Strictly speaking, there is nothing such as a “green“ escalator, unless it has a green-colored handrail or your escalator is decorated with some fancy green-colored balustrade or lateral cladding panels.

Evidently, however, each product and activity has an impact on the environment, which is bigger or smaller when compared with a reference or benchmark. Thus, the question is more about how much “greener” the overall environmental performance of one escalator is (i.e., how much lower its potential environmental impacts are) when compared to a competitor’s.

LCAs: Calculating and Quantifying “Green”

The scientific method most recognized globally to measure “green” is using a life cycle assessment (LCA). Standardized by ISO 14040[1] and ISO 14044,[2] an LCA allows for a quantified estimate of the environmental impacts of each lifecycle stage of a product or service.

Performing an LCA for a rather complex product such as an escalator or moving walk system and its underlying supply chain is a laborious task, requiring about six to 12 months of work from a core team of one to two persons skilled in LCA, resulting in lengthy, technical reports with LCA results in greater-than-necessary detail for the common understanding of non-LCA-experts.

Not only the LCA project core team, but also numerous departments (R&D, purchasing, marketing, field offices, logistics, fleet managers, etc.), manufacturing locations and suppliers are involved. These participants also need to be trained in LCA, briefed about the purpose of the LCA project, informed about what data is needed and advised how this data can practically be collected.

Thus, performing a full LCA from “cradle-to-grave” requires a considerable investment of time, skills and financial resources that companies may initially feel reluctant to commit to, unless LCA’s clear value-add becomes obvious (e.g., when contracts are lost to competitors able to provide more transparent and quantifiable environmental performance-related information).

EPDs: Reporting “Green”

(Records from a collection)
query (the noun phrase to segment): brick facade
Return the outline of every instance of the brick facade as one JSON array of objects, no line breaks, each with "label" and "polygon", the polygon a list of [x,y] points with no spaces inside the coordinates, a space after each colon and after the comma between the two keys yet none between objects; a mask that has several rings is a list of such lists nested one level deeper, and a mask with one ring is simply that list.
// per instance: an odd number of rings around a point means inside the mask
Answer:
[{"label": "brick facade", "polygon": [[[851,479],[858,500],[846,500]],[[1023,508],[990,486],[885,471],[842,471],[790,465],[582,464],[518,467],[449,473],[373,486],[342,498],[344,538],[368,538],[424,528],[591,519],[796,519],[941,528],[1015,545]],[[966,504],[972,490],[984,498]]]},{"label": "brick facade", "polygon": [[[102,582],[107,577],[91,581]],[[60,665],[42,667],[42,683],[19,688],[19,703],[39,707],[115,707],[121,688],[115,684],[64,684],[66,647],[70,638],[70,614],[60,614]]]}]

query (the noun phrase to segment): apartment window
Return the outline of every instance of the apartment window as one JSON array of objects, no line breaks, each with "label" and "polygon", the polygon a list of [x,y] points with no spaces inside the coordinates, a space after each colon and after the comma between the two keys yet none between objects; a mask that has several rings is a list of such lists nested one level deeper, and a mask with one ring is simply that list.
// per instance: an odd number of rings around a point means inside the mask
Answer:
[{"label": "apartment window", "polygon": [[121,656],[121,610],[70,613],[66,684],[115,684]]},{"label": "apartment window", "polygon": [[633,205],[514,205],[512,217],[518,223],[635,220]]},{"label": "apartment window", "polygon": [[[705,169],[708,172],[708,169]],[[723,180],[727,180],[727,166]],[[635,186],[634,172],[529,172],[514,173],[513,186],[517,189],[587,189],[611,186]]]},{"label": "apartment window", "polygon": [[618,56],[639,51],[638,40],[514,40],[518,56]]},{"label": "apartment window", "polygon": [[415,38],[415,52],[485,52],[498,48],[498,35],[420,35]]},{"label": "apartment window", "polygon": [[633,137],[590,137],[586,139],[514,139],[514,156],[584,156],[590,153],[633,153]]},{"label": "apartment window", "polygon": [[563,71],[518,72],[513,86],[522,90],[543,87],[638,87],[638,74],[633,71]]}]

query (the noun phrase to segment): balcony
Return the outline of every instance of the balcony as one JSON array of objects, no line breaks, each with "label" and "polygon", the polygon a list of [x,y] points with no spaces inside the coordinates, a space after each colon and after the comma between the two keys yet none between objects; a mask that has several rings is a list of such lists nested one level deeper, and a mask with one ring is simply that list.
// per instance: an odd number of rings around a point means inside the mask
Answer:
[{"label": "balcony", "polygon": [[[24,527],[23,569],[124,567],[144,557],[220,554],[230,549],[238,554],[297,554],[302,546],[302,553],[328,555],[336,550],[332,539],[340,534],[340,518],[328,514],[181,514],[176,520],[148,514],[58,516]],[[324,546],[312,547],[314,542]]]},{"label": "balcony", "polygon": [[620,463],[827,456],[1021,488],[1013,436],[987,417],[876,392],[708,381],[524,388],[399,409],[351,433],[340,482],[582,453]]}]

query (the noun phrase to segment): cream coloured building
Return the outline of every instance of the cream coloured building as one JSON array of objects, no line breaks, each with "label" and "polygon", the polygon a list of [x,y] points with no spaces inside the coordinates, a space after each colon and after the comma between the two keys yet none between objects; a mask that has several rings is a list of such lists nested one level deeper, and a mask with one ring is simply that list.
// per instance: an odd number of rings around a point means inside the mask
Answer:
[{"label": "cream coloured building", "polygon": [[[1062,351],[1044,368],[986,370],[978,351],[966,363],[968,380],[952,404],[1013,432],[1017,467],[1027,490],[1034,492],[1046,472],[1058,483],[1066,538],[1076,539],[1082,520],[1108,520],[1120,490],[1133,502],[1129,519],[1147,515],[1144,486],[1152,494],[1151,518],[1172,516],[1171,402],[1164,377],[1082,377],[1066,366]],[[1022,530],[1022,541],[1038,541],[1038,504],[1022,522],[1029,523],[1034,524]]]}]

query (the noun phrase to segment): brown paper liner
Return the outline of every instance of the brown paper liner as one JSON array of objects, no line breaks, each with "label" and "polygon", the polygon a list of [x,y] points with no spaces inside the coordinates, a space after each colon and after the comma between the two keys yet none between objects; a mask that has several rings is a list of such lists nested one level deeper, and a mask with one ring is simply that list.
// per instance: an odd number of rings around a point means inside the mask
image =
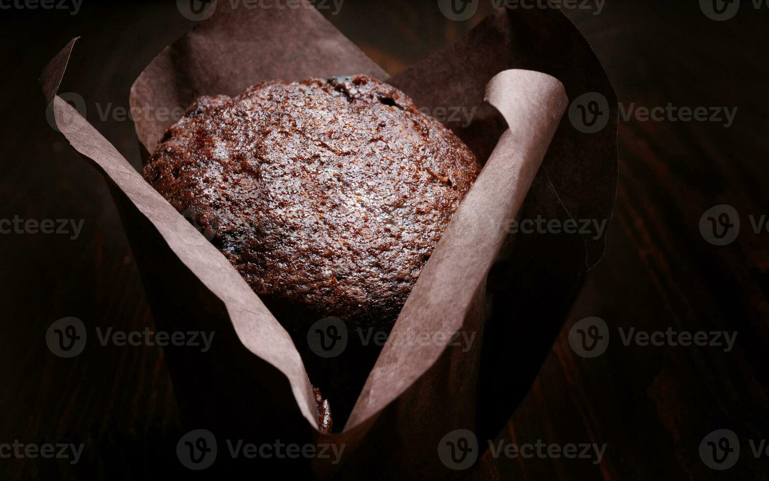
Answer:
[{"label": "brown paper liner", "polygon": [[[384,77],[311,8],[236,12],[230,5],[218,5],[158,55],[132,87],[131,107],[186,107],[200,95],[233,95],[263,80]],[[484,440],[493,439],[528,390],[584,273],[603,253],[605,231],[598,239],[514,239],[504,229],[516,216],[611,217],[616,97],[576,28],[558,11],[503,8],[388,80],[421,107],[478,107],[469,126],[447,125],[485,164],[391,333],[401,341],[385,344],[344,431],[331,435],[317,430],[311,387],[286,331],[226,259],[56,96],[74,42],[43,71],[46,100],[72,147],[111,181],[158,328],[216,332],[206,353],[165,348],[185,421],[220,440],[215,466],[231,467],[225,439],[280,440],[344,445],[336,464],[271,460],[318,477],[464,473],[441,462],[439,441],[468,429],[481,440],[475,454],[482,453]],[[608,99],[610,120],[603,130],[583,133],[561,117],[567,95],[591,91]],[[136,122],[147,151],[166,127]],[[469,346],[447,346],[416,342],[409,332],[475,337]]]}]

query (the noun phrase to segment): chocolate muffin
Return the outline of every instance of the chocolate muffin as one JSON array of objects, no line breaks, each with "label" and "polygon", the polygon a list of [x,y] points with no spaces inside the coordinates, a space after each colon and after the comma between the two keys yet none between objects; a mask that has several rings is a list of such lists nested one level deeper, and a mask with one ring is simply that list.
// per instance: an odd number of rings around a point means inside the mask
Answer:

- Set task 1 -
In the excerpt on green escalators, how much work does performing an LCA for an escalator or moving walk system require?
- Set task 2 -
Repeat the part of the excerpt on green escalators between "Not only the" and "environmental performance-related information).", inclusive.

- Worked answer 1 -
About six to 12 months of work from a core team of one to two persons skilled in LCA.

- Worked answer 2 -
Not only the LCA project core team, but also numerous departments (R&D, purchasing, marketing, field offices, logistics, fleet managers, etc.), manufacturing locations and suppliers are involved. These participants also need to be trained in LCA, briefed about the purpose of the LCA project, informed about what data is needed and advised how this data can practically be collected.

Thus, performing a full LCA from “cradle-to-grave” requires a considerable investment of time, skills and financial resources that companies may initially feel reluctant to commit to, unless LCA’s clear value-add becomes obvious (e.g., when contracts are lost to competitors able to provide more transparent and quantifiable environmental performance-related information).